EXERCISE TASKS
a. Reproduce the passage of the business email guidelines from "Correct grammar –" to "in other countries.".
b. Extend the business email guidelines with the next part, picking up after their final sentence.

SOURCE DOCUMENT
A formal communication – business emails should be written as if they are on company letterhead. This means the font should be standard and the text should not contain abbreviations. The email should not be written in typical text message language. It should also not contain emoticons or several exclamation points. These trivialize the message and the business. The sender should remember that his or her email communications reflect on the business’s image and brand. The business email address should always be used for business communications and never a personal address.

Easy to understand – the email should be clearly written and formatted. Its appearance should not be cluttered with quotations long walls-of-words, colors and unnecessary information. It should have short sentences and paragraphs that are directly to the point and only contain subject matter.

Correct grammar – it may seem obvious, but each business email should have correct spelling, punctuation and grammar. Any names included in the email should be spelled correctly. Writing in ALL CAPS is considered shouting in emails and rude, and using all lower case may give the impression that the sender lacks education. All slang words should be avoided, including gonna, gotta and coz.

A neutral tone – unless the sender has been specifically asked to use a first name or nickname, the email should be addressed to the formal name of the receiver such as Mr. Surname or Mrs. Surname. The sender can get a clue by the way the receiver signs his or her emails. If they use their first name, the response may be addressed to their first name. Most business people in the U.S. use first names, but this may be considered taking a liberty and too informal in other countries.

(Segmentation labeling records)
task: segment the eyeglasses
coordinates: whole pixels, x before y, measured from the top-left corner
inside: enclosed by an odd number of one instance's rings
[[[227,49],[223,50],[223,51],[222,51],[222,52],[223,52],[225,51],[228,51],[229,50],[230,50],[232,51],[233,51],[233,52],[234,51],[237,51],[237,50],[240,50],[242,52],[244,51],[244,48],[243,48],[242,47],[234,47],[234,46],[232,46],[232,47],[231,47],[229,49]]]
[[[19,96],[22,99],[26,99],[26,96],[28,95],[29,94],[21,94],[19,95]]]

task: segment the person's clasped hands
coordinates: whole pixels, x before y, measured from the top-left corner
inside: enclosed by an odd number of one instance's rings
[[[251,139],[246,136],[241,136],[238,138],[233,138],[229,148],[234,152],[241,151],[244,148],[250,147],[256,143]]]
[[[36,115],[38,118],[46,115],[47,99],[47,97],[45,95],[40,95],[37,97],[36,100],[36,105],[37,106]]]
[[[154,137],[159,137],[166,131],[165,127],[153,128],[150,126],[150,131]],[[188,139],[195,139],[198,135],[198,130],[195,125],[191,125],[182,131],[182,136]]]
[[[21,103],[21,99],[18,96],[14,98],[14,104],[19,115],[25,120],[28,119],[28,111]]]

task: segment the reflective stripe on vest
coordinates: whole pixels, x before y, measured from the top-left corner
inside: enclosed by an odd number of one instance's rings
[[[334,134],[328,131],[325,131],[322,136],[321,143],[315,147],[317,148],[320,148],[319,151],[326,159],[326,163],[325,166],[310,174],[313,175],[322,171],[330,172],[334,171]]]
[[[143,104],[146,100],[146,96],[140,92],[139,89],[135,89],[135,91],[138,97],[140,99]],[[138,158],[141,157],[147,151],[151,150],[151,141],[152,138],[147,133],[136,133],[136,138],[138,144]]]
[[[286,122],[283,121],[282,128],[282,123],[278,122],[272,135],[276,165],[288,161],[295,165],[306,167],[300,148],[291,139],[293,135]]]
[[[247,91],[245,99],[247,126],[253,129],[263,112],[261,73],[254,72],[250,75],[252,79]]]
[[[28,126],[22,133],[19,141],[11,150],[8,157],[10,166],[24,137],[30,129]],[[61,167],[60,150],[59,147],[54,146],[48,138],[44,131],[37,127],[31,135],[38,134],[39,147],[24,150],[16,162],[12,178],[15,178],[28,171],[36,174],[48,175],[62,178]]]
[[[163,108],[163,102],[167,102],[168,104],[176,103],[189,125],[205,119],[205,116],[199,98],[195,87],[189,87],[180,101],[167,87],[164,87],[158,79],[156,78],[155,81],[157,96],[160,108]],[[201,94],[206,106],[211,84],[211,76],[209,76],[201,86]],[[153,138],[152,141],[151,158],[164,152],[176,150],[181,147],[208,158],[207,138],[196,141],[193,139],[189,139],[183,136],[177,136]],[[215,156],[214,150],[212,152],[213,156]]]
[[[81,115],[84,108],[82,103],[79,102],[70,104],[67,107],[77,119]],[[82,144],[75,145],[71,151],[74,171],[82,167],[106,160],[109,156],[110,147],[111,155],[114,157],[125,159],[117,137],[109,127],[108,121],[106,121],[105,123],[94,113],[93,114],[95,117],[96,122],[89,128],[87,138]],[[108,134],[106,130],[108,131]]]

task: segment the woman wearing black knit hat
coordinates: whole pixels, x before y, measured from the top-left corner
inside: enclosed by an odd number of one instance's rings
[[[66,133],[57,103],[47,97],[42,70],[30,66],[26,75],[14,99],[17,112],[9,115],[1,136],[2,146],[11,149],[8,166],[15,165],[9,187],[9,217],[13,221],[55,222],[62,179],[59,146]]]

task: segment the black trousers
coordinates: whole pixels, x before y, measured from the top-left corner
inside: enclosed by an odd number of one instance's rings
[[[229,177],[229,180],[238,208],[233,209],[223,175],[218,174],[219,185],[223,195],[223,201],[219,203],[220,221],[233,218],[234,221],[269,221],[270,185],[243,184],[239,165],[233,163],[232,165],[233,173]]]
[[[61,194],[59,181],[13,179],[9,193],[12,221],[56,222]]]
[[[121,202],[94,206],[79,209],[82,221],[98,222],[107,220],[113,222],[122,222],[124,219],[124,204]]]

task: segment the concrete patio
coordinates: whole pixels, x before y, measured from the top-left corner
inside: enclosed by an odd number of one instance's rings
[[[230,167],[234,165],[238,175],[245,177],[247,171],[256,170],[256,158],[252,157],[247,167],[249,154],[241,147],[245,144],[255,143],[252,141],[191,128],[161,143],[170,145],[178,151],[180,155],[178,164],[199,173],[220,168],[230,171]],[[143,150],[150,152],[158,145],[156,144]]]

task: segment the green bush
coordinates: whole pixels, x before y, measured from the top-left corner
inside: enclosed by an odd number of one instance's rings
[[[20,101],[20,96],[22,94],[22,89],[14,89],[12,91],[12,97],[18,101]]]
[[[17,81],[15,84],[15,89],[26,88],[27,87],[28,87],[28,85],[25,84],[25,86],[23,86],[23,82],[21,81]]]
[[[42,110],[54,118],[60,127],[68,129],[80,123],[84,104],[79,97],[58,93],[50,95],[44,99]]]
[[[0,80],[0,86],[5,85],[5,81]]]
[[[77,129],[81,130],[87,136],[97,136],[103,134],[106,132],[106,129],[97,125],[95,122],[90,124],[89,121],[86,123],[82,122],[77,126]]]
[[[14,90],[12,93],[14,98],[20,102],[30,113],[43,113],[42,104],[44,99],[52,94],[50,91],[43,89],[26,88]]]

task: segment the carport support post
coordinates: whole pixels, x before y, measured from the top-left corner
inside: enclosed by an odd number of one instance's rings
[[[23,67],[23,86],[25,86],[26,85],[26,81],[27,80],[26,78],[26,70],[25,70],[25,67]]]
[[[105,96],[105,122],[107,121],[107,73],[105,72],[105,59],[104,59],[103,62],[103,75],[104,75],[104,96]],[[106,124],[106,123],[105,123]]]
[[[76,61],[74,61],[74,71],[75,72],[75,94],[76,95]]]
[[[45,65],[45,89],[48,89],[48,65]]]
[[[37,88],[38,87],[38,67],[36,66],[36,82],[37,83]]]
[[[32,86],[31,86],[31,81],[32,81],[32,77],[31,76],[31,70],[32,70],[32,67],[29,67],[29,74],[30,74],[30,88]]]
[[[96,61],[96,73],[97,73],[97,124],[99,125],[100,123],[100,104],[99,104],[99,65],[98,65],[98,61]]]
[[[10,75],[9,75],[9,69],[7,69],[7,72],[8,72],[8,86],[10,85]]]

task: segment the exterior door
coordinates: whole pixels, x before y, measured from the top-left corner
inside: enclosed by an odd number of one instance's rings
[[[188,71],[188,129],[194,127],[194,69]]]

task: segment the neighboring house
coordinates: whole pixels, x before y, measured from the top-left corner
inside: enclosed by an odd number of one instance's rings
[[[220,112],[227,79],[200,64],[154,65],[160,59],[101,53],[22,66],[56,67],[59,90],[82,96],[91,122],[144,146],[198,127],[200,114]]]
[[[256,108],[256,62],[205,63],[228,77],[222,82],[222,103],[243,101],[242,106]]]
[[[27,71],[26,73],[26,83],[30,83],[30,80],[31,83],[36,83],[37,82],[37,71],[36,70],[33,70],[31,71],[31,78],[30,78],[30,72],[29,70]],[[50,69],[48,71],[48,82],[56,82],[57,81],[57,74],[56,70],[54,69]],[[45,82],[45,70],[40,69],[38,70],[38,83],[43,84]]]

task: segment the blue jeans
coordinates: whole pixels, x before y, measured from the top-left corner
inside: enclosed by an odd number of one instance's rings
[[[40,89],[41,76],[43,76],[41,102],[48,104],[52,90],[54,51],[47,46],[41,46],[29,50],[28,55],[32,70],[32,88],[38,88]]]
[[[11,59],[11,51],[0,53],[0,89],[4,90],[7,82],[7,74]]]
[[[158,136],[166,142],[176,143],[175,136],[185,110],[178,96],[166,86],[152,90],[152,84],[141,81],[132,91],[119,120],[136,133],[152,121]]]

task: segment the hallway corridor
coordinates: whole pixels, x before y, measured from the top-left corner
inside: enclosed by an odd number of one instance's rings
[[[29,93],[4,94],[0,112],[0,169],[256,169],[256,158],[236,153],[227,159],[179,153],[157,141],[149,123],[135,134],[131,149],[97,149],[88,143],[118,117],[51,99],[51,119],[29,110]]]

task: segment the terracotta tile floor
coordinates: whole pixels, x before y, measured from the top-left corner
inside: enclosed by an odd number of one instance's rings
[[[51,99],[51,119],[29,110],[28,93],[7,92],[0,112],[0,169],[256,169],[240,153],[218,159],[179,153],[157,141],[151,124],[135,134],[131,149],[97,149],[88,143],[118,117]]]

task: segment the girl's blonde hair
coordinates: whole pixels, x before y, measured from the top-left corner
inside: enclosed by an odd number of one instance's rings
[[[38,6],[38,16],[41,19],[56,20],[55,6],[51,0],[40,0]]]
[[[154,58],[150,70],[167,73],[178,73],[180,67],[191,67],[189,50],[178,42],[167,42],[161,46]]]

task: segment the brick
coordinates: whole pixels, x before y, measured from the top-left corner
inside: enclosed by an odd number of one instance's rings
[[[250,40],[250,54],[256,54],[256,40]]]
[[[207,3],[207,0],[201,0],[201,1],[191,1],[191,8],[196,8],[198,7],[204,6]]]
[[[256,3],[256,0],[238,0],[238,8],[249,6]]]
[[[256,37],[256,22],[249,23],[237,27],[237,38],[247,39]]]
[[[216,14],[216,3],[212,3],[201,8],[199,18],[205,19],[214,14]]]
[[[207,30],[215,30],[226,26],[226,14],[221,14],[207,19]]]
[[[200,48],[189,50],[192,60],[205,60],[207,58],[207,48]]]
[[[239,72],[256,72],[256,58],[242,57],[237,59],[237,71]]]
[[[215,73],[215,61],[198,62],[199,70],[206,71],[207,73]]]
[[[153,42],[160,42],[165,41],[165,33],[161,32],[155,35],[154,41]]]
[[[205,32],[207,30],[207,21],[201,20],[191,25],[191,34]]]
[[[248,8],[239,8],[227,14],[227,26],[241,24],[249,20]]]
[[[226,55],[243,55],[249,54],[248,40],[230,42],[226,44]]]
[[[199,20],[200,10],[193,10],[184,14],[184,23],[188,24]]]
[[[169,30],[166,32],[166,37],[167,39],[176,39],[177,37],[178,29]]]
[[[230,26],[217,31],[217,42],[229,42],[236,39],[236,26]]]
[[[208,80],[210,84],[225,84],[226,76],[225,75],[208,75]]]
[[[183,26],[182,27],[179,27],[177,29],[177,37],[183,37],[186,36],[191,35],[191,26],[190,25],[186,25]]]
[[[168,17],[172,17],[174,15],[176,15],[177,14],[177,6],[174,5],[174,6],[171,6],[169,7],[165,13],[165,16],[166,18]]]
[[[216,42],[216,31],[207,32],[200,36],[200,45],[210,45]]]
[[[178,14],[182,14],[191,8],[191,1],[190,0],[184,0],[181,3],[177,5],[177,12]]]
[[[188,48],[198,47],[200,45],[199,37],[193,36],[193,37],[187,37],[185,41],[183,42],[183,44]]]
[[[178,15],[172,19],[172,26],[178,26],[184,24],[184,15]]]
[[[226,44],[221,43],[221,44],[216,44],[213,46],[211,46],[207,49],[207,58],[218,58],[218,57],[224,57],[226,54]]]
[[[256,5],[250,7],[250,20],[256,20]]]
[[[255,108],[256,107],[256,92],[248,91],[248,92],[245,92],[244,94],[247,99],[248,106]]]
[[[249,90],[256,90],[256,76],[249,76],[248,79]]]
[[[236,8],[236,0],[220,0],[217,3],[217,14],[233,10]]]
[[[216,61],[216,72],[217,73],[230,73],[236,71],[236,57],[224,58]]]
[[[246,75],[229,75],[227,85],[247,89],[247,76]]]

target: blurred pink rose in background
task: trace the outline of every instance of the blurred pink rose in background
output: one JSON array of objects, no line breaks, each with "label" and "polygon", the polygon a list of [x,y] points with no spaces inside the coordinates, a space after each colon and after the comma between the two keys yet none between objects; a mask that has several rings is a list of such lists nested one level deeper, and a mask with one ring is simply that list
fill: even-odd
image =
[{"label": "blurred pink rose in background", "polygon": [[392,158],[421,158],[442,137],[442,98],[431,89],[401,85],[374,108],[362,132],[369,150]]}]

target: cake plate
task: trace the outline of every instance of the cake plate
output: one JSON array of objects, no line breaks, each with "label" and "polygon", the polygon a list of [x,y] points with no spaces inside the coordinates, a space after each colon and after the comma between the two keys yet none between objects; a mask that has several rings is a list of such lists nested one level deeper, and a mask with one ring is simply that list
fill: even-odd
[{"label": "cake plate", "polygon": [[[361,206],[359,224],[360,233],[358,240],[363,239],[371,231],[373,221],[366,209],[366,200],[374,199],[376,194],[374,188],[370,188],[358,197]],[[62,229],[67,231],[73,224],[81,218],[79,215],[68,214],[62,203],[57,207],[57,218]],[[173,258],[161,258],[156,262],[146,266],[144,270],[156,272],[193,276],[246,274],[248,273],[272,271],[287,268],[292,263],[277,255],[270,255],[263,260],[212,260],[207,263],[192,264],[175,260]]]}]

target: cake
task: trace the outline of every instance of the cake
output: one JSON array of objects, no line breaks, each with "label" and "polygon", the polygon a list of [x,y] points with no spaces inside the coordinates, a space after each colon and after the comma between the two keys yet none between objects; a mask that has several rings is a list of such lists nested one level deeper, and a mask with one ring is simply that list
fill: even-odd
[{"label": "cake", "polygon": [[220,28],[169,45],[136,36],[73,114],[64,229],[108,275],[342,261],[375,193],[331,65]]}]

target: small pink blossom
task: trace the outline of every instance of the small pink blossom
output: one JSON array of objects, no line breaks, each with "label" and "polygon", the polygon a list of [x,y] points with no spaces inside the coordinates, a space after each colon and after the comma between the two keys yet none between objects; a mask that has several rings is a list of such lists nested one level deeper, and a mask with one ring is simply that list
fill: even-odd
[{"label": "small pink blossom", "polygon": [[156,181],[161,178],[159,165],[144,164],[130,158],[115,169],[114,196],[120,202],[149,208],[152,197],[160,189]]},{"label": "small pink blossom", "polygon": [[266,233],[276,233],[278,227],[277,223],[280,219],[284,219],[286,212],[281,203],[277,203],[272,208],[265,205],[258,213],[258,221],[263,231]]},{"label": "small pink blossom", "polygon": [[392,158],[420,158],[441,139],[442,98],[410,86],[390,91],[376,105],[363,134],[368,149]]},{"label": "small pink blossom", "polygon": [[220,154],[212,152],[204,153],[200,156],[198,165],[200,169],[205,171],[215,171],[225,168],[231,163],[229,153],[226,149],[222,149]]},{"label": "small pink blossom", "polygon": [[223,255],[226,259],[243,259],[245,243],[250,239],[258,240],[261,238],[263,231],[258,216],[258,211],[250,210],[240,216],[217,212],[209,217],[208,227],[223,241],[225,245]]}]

ANSWERS GIVEN
a.
Correct grammar – it may seem obvious, but each business email should have correct spelling, punctuation and grammar. Any names included in the email should be spelled correctly. Writing in ALL CAPS is considered shouting in emails and rude, and using all lower case may give the impression that the sender lacks education. All slang words should be avoided, including gonna, gotta and coz.

A neutral tone – unless the sender has been specifically asked to use a first name or nickname, the email should be addressed to the formal name of the receiver such as Mr. Surname or Mrs. Surname. The sender can get a clue by the way the receiver signs his or her emails. If they use their first name, the response may be addressed to their first name. Most business people in the U.S. use first names, but this may be considered taking a liberty and too informal in other countries.

b.
Consider the fields – if the To, From, BC, and C fields are not addressed correctly, the email may look unprofessional. The recipient’s name should be formally typed in the To line using regular letters and not all caps or all lower case. The From line should also have the correctly spelled and typed full name of the sender. If it only has a first name, it may give the impression the sender has something to hide.

The BC field should be used when the group of receivers don’t know each other. Doing this respects their privacy. Not doing it will make the receiver wonder if there are other privacy issues the sender doesn’t respect. If the email is going to 20 people, it is not courteous to send each one a long list of people’s names and email addresses in their To or C field.

The C field should be used when all of the receivers know each other and need to be on the same page. It can also be used if the receivers don’t mind their email address being known by colleagues. If there is any doubt about this, the sender should ask.

Reply to all should be used very carefully. It’s not professional to send information to the wrong person.

Avoid formatting – most companies and individuals have serious spam filtering. If the email is loaded with bold and colored font, embedded images and other formatting, it may be blocked as spam. Even if more than one font is used in the same email, it can be blocked as spam. The recipient may not have his or her email configured to show formatting, so the email may look confusing.

Avoid attachments – unless the recipient has previously received attachments, and the sender knows a simple document can be attached, it’s better to avoid attachments. The sender could clog the recipient’s inbox with a huge attachment or Power Point that they can’t open. The sender should not assume that the recipient has the correct software to open any attachment. If it’s necessary to send a huge file, courtesy demands that the sender asks the recipient first, before sending and never sends it on a weekend or after hours.

If the sender remembers that business emails are not the same as personal emails, they should always be able to write professional communications.